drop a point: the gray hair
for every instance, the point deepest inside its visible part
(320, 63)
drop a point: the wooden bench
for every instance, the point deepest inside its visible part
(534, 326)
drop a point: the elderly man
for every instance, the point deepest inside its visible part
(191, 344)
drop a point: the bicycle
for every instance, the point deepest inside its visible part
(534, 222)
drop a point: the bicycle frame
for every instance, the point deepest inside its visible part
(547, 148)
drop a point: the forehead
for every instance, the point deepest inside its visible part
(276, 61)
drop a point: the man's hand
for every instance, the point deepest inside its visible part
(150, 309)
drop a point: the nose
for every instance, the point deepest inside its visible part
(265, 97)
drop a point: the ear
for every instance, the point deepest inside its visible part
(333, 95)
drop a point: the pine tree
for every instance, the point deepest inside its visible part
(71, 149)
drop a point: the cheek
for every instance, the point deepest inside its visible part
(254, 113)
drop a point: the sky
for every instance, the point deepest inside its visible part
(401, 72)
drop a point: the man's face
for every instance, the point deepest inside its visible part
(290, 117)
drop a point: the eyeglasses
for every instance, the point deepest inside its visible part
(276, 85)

§

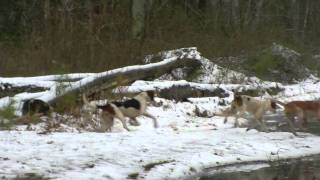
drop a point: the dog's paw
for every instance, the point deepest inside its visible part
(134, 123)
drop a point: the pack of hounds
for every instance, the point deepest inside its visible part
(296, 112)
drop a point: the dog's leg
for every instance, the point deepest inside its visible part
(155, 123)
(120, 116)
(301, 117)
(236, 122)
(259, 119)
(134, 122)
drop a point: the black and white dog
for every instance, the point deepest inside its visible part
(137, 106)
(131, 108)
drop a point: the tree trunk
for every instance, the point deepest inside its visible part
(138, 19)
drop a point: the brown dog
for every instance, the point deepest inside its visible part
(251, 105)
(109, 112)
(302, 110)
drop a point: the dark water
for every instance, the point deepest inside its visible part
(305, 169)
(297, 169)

§

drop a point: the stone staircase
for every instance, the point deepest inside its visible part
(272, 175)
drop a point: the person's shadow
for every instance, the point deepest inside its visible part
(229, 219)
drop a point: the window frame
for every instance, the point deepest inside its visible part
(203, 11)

§

EXERCISE: How many lines above contain the word "tree"? Give only the number.

ANSWER TO THE EXERCISE: 2